• Problem to solve:
Which lines in the records below contain the string "child", with uppercase and lowercase matching? Sift those lines out and copy each one in full.
------
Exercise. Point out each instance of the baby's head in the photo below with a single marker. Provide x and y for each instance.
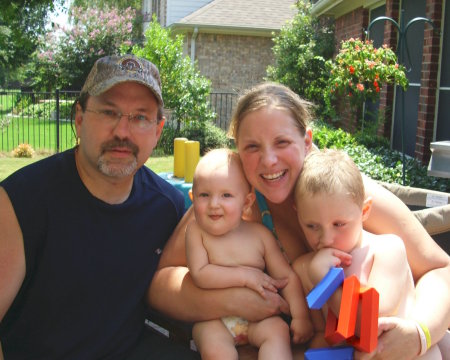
(220, 191)
(330, 200)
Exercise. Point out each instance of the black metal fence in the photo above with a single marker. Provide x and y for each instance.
(42, 119)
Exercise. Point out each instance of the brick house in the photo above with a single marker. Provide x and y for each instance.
(427, 101)
(231, 40)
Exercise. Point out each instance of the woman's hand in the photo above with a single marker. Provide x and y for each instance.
(398, 339)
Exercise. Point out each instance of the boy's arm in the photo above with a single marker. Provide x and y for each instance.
(389, 259)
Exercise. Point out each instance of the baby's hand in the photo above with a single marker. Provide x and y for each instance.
(259, 281)
(302, 330)
(324, 260)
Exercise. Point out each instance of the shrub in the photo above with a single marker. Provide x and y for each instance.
(379, 163)
(23, 150)
(301, 50)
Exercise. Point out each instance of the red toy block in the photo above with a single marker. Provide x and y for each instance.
(368, 339)
(347, 313)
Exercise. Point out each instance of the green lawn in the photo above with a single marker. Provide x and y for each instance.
(10, 164)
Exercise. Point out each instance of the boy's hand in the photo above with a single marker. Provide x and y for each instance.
(324, 260)
(302, 330)
(259, 281)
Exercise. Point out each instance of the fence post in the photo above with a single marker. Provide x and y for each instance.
(57, 120)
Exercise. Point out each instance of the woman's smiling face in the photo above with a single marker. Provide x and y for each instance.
(272, 150)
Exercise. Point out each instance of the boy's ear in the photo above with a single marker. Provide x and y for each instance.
(367, 206)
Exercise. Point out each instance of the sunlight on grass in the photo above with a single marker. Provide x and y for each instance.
(9, 164)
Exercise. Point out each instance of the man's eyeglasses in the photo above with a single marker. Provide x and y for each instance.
(138, 122)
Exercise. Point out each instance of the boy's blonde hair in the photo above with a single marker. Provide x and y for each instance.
(330, 172)
(275, 96)
(220, 156)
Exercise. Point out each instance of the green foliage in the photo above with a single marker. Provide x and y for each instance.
(209, 136)
(67, 54)
(360, 70)
(185, 91)
(379, 163)
(21, 23)
(301, 50)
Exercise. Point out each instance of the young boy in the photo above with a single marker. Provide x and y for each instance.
(331, 207)
(223, 250)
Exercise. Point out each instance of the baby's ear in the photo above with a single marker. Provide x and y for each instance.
(367, 207)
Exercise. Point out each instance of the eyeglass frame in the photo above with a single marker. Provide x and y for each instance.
(118, 116)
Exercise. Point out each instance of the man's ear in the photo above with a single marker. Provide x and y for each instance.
(367, 207)
(160, 126)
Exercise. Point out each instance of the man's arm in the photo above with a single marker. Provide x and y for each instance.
(12, 254)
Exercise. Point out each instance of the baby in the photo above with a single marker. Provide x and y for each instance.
(331, 208)
(224, 251)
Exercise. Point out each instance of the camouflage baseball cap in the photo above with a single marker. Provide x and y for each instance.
(112, 70)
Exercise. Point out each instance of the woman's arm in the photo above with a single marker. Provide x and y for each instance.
(173, 292)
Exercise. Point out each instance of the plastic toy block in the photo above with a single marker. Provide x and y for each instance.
(368, 338)
(344, 327)
(335, 353)
(325, 288)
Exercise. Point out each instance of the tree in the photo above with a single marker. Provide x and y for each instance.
(21, 24)
(66, 54)
(185, 91)
(301, 50)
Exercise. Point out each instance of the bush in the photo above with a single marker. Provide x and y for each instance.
(209, 136)
(23, 150)
(380, 162)
(301, 50)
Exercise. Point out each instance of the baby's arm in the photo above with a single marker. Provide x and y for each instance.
(390, 274)
(278, 267)
(210, 276)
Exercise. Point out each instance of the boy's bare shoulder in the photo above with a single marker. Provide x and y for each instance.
(383, 243)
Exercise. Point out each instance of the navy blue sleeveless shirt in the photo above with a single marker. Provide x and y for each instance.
(88, 263)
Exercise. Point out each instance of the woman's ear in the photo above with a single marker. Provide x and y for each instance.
(249, 200)
(367, 206)
(308, 139)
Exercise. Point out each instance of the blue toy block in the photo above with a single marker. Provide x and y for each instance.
(325, 288)
(331, 353)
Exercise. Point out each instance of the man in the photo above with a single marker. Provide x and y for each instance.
(81, 232)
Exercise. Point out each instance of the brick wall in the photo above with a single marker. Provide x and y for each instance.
(429, 80)
(232, 62)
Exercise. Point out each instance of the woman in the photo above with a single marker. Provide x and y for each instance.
(270, 128)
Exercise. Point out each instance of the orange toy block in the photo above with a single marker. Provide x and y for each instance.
(368, 338)
(340, 329)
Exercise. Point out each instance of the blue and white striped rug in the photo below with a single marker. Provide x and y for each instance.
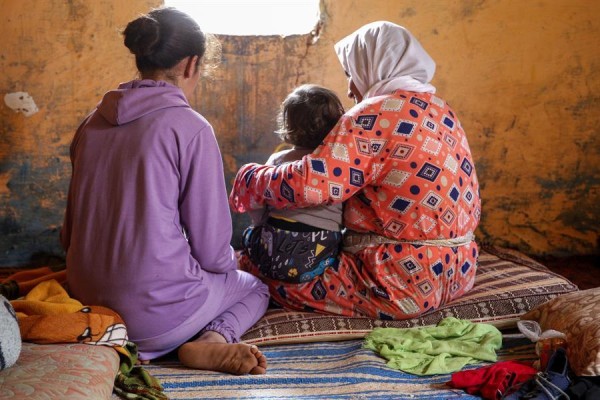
(329, 370)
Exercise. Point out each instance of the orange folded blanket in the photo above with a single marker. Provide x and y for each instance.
(47, 314)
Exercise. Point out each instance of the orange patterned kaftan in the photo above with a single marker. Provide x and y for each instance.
(403, 167)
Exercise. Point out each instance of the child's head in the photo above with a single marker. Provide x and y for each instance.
(307, 115)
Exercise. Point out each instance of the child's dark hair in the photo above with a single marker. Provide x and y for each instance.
(165, 36)
(308, 114)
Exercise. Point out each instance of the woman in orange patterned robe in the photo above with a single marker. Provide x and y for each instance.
(401, 163)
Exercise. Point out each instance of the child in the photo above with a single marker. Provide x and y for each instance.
(295, 245)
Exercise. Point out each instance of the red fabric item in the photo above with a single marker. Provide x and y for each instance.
(491, 382)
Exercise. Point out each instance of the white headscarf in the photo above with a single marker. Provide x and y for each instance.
(382, 57)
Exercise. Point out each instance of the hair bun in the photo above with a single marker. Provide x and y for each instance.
(142, 35)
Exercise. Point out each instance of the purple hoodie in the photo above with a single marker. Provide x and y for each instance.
(147, 212)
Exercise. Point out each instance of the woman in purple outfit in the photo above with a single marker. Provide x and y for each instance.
(147, 226)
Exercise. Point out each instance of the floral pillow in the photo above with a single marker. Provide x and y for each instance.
(577, 315)
(10, 336)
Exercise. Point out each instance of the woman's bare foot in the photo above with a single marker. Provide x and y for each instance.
(213, 353)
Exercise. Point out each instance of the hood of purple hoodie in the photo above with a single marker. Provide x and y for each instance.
(132, 100)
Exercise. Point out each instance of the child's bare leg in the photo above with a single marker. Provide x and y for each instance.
(211, 352)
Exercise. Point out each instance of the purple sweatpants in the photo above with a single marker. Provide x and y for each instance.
(235, 302)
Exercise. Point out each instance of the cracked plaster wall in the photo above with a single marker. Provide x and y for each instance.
(521, 75)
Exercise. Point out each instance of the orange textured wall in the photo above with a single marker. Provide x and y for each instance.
(521, 75)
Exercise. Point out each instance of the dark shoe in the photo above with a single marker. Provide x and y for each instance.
(548, 385)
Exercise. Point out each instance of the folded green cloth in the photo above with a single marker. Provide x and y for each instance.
(133, 381)
(440, 349)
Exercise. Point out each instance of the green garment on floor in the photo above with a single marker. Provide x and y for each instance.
(440, 349)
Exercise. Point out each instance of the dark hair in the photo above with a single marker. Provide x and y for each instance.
(307, 115)
(163, 37)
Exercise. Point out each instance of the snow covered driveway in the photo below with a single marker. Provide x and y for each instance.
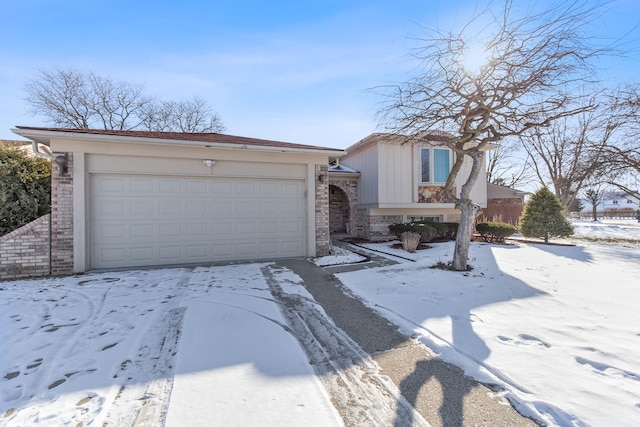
(102, 349)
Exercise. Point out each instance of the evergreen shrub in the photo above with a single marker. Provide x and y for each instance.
(495, 231)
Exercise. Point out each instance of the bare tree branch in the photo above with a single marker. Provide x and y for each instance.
(534, 70)
(76, 99)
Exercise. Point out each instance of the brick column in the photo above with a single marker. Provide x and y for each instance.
(322, 211)
(62, 217)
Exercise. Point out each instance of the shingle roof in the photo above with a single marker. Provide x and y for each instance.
(217, 138)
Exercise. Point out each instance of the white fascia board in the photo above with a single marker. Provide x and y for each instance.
(45, 137)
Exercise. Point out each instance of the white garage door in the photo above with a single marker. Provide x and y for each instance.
(145, 221)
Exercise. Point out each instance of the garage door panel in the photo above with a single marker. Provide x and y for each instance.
(141, 185)
(144, 221)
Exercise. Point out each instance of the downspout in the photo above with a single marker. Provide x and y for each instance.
(47, 155)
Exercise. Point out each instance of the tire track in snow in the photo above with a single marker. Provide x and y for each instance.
(352, 379)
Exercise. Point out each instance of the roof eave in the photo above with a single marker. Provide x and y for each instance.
(45, 137)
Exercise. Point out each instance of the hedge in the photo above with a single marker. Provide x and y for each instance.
(429, 231)
(495, 231)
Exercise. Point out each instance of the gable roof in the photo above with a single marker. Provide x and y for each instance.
(45, 134)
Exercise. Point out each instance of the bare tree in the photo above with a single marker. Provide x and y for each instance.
(505, 168)
(532, 63)
(595, 196)
(624, 157)
(85, 100)
(579, 152)
(193, 115)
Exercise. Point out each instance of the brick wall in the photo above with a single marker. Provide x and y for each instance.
(25, 252)
(338, 204)
(62, 218)
(322, 211)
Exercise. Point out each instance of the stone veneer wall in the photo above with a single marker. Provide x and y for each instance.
(25, 252)
(62, 218)
(323, 243)
(350, 188)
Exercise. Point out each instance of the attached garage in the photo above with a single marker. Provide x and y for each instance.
(124, 199)
(152, 220)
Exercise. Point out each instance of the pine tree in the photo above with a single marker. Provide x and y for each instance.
(543, 217)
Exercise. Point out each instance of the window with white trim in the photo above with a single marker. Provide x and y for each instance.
(435, 165)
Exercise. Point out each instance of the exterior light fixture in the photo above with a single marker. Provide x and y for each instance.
(62, 160)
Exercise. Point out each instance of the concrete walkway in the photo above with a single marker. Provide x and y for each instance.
(438, 393)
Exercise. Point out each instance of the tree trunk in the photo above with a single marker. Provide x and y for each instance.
(469, 211)
(465, 231)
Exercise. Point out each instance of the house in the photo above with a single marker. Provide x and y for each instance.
(382, 180)
(125, 199)
(614, 204)
(504, 204)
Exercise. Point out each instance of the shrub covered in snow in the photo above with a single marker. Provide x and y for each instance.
(495, 231)
(543, 218)
(429, 231)
(426, 232)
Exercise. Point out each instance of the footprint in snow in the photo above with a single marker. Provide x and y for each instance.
(524, 339)
(608, 370)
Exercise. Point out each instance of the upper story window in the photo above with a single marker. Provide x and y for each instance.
(435, 165)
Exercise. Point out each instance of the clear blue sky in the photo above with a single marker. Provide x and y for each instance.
(294, 71)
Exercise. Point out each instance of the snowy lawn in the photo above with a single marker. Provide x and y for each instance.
(557, 327)
(111, 348)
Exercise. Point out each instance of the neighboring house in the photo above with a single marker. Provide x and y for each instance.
(382, 181)
(613, 204)
(125, 199)
(504, 204)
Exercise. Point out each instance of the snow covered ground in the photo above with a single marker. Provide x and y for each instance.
(556, 327)
(102, 349)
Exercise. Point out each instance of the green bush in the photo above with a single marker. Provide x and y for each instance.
(495, 231)
(25, 188)
(543, 218)
(427, 233)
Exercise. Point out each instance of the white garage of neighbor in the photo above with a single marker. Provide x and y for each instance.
(126, 199)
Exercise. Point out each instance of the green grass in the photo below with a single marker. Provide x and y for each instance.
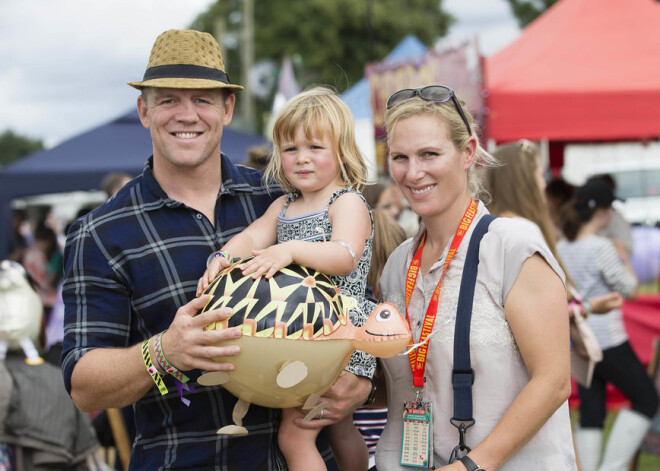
------
• The result:
Exercise. Point out each instance of the child's head in the photo above with a single marker. Provide x and y for each instance.
Exercise. Point out each instance of the child's dark hair in the photo above with a single marker. Provide x and y for each instance.
Exercise. Point out each instance of the child in the photo above with a single marker. Provide x and y for each instance.
Exercise. Point out each instance of the child's bare leg in the photo above with a single marker. Provide x and y for each instance.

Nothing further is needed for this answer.